WHAT IS BEING ASKED: Pull out each line in the material below that contains the string "Query", and list those lines in their original order.

AVAILABLE RECORDS:
******
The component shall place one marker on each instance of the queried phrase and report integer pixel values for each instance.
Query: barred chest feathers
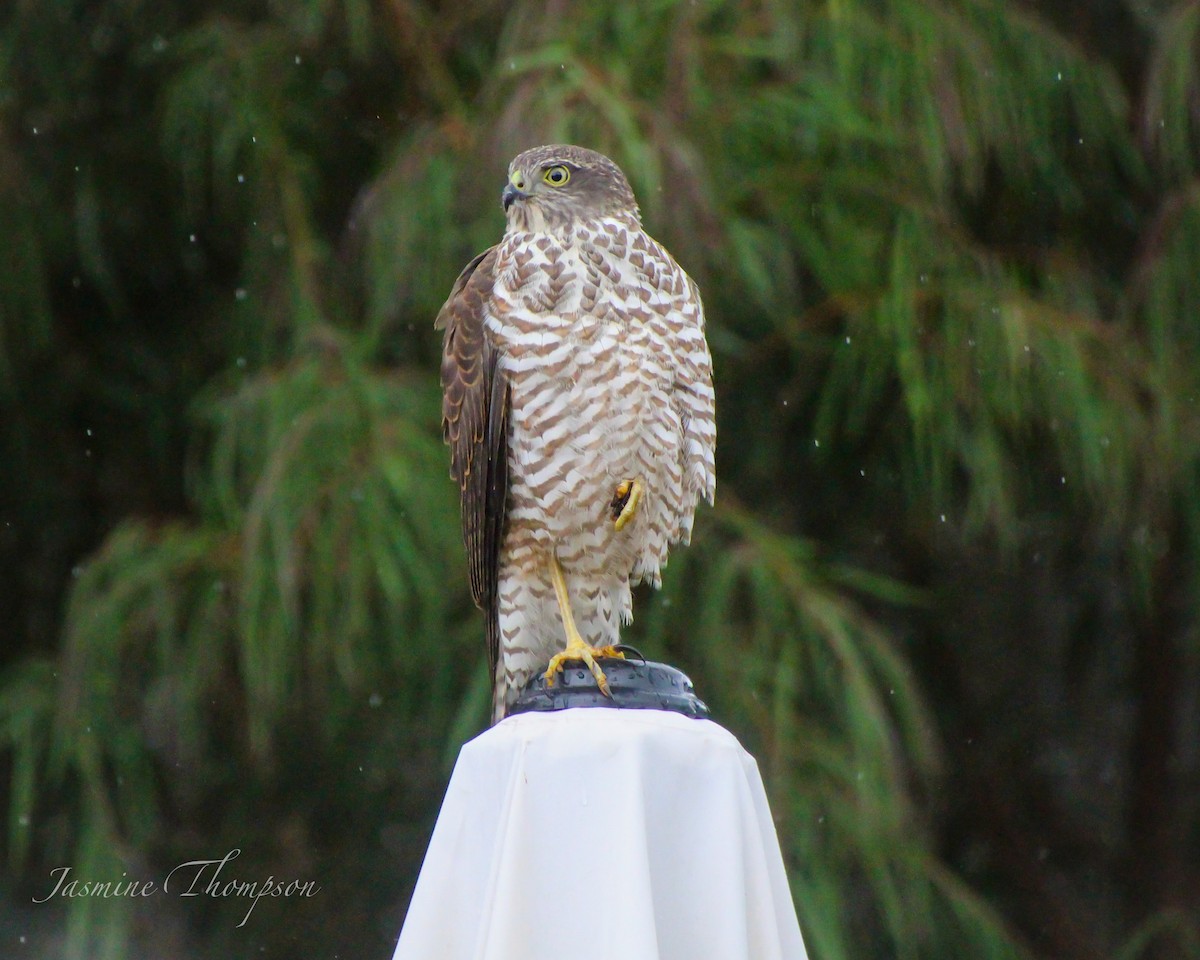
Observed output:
******
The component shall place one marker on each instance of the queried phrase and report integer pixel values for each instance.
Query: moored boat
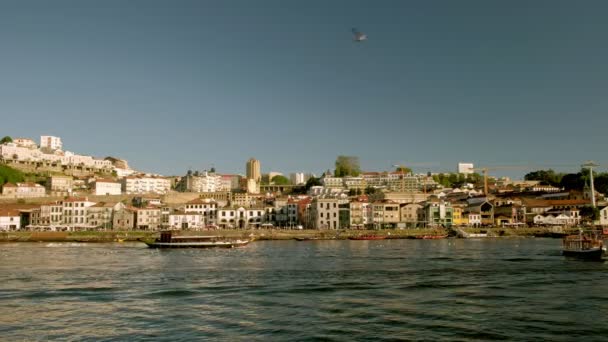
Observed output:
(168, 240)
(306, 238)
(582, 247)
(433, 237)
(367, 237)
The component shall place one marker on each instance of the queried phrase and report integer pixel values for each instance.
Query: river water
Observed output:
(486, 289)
******
TASK RESULT:
Query: barred chest feathers
Query: moored boat
Query: river water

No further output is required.